#### DIRECTIONS
Summarize the article about Western Australian young people with autism in two sentences.

*** PASSAGE FOR REVIEW Section Begins ***

WA young people with autism share their experiences
Being listened to, receiving a diagnosis and inclusion in school, the community and workplaces are some of the main concerns of WA young people with autism who recently shared their experiences with the Commissioner.
Commissioner for Children and Young People Colin Pettit collated the views of WA young people to be submitted to an Australian Senate’s Select inquiry into the experiences of people with autism and the need for a National Autism Strategy.
Almost 9,000 Western Australians are currently diagnosed with autism.
“Children and young people with autism have the right to timely, effective services and supports and should have a say in the interventions they receive,” Mr Pettit said.
“It is important for WA children and young people to be part of the current discussion around a National Autism Strategy.”
All of the 12 children and young people who participated in interviews had positive experiences of autism and supports to help them overcomes challenges. The main issues that were important to them were:
• Being listened to, encouraged to make decisions and to contribute
• Having an autism diagnosis
• Having access to health and mental health services that understand autism
• Inclusion and support in education
• Equal access to employment and fair treatment in the workplace
• Support to live an independent and successful life
• Social connections and access to community activities
• Having greater understanding of autism in the wider community
• Support people who are respectful, well-informed and capable of taking action
• Having a more effective NDIS.

*** PASSAGE FOR REVIEW Section Ends ***
*** DATASET RECORDS Section Begins ***

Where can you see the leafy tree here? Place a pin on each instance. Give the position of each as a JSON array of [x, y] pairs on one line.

*** DATASET RECORDS Section Ends ***
*** DATASET RECORDS Section Begins ***

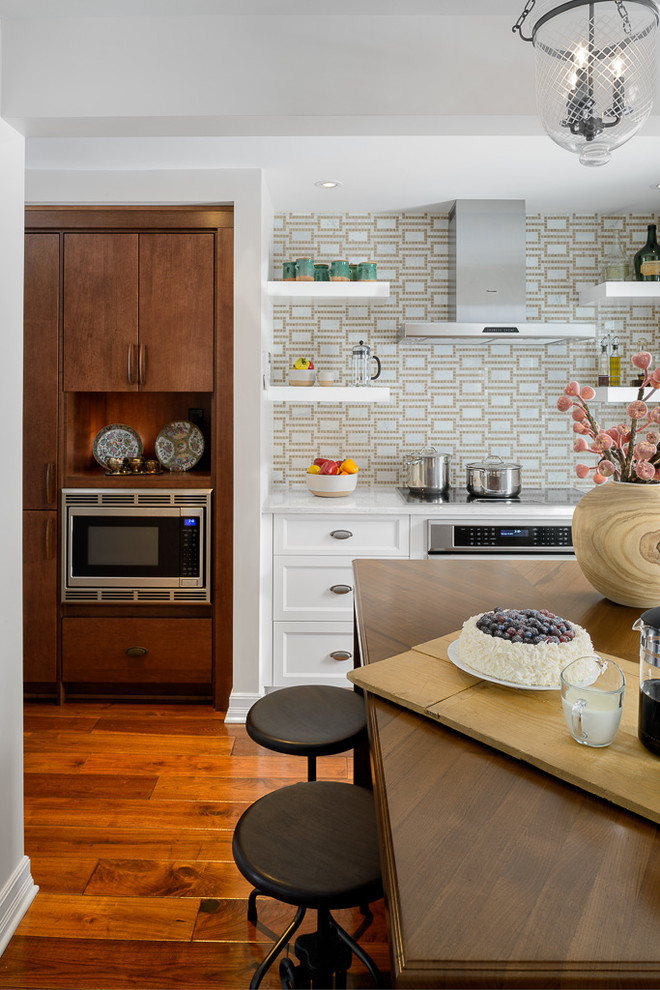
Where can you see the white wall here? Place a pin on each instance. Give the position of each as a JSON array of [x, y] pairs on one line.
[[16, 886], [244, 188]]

*** DATASET RECORDS Section Ends ***

#### ANSWER SPACE
Commissioner for Children and Young People Colin Pettit collected the views of Western Australian young people with autism for a Senate Select inquiry into the experiences of people with autism and the need for a National Autism Strategy. He said these young people have the right to timely, effective services and a say in their interventions, and the 12 who were interviewed named concerns such as being listened to, getting a diagnosis, inclusion in education, fair access to employment, community understanding of autism, and a more effective NDIS.